Top of Source records
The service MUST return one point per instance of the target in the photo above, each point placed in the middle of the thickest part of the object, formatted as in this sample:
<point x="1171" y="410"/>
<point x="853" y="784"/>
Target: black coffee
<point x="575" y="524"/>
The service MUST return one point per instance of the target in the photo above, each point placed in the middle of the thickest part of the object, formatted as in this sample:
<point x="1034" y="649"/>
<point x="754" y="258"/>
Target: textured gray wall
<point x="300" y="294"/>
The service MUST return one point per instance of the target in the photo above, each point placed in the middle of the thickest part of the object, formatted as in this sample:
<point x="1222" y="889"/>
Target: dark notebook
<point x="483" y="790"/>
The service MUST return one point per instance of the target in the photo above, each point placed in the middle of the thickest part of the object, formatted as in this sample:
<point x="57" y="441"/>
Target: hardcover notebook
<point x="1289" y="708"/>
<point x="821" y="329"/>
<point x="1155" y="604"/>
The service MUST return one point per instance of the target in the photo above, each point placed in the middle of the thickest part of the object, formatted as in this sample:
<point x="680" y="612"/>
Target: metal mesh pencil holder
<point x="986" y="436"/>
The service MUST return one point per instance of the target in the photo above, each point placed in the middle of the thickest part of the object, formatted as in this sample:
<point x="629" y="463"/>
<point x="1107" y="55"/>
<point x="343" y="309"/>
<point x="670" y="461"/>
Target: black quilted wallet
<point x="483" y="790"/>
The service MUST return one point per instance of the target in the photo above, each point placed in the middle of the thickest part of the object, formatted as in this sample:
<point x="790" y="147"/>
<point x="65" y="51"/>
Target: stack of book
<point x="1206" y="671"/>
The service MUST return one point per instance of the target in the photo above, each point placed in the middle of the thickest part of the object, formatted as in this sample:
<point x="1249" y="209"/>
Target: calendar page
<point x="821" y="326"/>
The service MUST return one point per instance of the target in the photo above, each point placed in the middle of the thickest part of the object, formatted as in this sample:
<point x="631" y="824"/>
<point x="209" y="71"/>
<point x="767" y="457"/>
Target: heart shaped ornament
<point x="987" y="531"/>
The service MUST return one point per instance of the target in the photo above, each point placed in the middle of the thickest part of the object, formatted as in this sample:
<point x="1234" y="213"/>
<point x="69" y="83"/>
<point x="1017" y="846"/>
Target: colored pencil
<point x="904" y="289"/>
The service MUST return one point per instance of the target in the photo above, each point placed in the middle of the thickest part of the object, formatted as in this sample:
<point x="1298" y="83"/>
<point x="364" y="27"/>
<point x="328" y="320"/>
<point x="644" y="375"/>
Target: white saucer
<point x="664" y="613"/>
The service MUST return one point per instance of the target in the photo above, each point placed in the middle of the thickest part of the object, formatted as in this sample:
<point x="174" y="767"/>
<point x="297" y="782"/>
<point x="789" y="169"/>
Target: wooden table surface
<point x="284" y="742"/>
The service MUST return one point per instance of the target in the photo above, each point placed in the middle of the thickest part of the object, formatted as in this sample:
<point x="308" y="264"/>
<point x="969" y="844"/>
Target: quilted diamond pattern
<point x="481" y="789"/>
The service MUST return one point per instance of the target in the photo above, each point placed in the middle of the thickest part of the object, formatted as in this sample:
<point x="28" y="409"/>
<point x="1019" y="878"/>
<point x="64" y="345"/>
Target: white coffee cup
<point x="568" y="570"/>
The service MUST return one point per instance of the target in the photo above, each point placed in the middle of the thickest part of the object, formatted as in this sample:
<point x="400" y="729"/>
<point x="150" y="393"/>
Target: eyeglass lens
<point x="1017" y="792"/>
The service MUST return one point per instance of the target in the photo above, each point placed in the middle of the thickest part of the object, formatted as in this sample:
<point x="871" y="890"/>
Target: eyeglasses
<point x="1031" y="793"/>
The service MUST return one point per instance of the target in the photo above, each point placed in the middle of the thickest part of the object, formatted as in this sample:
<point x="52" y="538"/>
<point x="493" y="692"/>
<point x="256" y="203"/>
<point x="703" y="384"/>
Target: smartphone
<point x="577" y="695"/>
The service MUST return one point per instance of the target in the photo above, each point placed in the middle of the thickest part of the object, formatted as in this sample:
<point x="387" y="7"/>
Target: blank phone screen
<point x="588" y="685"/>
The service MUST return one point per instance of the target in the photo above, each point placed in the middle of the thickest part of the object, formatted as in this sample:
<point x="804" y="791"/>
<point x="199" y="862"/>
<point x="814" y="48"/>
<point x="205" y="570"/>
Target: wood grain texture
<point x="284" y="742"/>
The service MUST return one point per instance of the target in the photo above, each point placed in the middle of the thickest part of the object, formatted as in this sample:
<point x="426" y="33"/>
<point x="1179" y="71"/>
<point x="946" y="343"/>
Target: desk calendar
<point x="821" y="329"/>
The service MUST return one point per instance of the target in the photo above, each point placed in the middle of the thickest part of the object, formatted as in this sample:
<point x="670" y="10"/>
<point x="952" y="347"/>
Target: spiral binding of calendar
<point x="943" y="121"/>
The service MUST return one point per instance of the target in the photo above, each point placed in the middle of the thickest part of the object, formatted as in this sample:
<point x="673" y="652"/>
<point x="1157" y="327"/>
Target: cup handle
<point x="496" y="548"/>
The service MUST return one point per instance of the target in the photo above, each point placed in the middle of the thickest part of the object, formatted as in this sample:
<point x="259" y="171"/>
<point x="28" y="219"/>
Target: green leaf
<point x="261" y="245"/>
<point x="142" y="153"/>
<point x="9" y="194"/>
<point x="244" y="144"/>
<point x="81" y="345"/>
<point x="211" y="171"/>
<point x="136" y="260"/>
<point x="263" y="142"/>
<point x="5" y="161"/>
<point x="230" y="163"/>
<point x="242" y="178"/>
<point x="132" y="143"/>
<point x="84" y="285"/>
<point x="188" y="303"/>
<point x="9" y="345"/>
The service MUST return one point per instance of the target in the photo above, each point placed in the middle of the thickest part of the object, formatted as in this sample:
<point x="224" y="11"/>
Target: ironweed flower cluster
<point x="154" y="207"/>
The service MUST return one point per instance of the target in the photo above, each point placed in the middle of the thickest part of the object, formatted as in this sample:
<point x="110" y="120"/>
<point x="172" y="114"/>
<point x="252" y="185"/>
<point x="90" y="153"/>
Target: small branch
Bottom of Source records
Top of Source records
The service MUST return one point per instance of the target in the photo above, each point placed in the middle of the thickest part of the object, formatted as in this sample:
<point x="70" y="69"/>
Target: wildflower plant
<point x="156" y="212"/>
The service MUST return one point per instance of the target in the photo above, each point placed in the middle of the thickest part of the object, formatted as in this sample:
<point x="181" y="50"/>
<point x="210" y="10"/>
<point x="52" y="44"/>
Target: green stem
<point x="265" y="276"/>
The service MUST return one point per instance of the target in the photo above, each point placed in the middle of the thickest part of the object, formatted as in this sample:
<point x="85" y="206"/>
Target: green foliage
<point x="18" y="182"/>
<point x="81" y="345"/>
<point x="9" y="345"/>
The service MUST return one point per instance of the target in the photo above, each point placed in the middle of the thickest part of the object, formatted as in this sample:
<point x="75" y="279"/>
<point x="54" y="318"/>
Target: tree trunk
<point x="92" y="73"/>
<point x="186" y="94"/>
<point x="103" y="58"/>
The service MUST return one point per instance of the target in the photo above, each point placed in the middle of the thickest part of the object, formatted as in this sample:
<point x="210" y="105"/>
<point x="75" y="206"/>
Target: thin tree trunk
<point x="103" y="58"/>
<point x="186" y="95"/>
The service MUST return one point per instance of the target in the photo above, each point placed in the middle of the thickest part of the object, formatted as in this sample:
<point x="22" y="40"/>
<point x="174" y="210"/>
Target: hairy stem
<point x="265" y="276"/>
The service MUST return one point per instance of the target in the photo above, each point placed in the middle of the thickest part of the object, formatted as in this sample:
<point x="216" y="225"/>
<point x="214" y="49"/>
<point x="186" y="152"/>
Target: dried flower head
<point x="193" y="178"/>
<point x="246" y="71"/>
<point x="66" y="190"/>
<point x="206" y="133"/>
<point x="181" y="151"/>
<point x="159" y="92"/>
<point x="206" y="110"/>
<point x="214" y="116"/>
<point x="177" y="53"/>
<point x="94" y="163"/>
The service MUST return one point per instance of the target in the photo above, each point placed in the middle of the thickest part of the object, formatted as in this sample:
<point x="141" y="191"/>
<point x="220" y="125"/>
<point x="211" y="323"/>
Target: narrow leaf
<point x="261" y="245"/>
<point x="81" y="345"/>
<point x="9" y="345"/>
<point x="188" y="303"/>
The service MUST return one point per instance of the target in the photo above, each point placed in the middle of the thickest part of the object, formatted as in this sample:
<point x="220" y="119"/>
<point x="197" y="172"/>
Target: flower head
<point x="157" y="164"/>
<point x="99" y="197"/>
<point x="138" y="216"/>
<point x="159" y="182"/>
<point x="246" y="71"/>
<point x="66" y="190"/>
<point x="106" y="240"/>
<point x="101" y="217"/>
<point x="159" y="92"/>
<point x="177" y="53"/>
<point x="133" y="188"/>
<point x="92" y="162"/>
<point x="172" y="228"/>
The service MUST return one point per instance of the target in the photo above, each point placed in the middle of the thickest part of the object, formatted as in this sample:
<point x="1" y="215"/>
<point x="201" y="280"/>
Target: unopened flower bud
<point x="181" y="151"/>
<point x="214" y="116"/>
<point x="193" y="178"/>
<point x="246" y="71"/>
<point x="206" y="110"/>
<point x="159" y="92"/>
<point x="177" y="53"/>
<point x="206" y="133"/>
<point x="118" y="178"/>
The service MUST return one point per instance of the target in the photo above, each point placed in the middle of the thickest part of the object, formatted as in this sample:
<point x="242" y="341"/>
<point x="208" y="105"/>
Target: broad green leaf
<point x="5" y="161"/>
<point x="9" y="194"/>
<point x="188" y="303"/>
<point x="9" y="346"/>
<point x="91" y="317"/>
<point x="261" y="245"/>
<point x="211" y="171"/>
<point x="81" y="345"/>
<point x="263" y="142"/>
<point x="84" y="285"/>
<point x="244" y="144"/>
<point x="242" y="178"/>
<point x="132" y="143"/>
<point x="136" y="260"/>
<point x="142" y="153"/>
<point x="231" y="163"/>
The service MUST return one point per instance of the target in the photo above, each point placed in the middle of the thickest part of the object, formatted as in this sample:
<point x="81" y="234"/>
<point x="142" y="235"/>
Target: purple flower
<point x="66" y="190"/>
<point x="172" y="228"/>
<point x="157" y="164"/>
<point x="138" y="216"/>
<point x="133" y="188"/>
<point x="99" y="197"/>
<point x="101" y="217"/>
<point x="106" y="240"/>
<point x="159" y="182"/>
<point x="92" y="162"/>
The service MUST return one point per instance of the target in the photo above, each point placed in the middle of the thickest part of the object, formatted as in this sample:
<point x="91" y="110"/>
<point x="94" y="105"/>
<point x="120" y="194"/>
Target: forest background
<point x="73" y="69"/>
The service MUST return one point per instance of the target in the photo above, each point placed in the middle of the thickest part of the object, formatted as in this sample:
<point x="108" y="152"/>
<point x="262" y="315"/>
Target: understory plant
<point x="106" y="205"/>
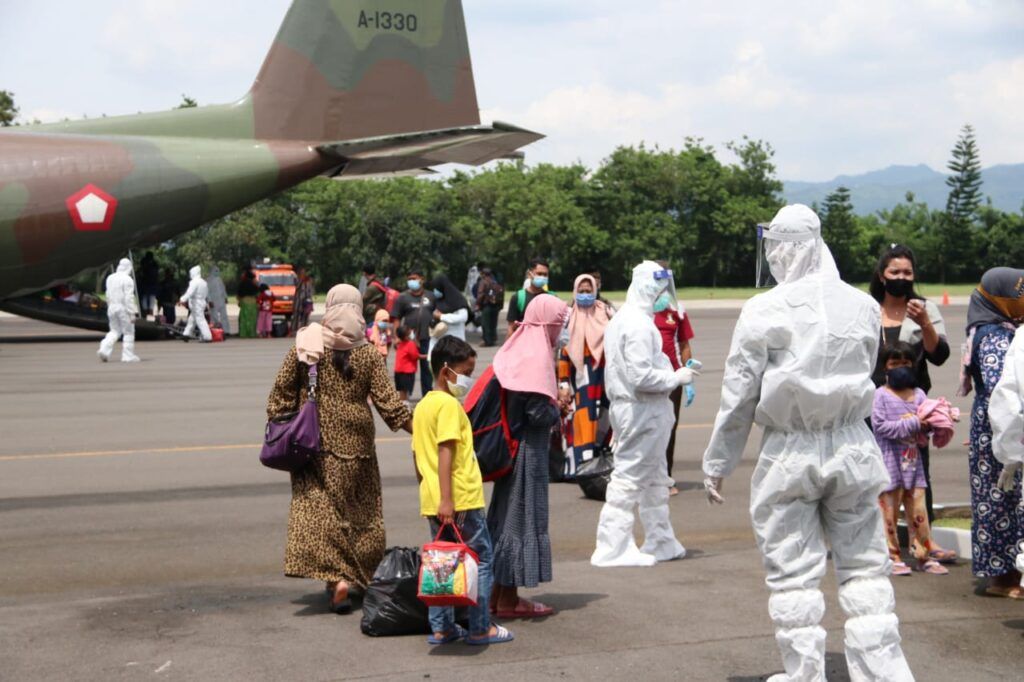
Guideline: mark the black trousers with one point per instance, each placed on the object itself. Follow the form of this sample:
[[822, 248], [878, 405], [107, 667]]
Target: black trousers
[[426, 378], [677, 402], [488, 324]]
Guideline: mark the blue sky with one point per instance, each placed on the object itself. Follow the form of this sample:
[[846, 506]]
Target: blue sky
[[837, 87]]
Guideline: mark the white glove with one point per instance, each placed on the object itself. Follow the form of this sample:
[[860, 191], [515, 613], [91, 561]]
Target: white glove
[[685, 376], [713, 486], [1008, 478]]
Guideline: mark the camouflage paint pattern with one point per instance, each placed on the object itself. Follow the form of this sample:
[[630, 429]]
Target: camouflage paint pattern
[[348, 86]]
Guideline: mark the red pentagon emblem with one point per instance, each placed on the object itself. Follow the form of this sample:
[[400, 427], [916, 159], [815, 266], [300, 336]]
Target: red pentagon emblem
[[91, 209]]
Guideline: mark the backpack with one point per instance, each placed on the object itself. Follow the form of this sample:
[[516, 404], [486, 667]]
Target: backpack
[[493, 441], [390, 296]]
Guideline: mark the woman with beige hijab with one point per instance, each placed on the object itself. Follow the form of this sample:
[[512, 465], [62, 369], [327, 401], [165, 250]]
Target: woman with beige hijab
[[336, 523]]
Bottom of Source records
Work task
Only the number is wanted: how many lines of the data contain the word "Guideline"?

Result
7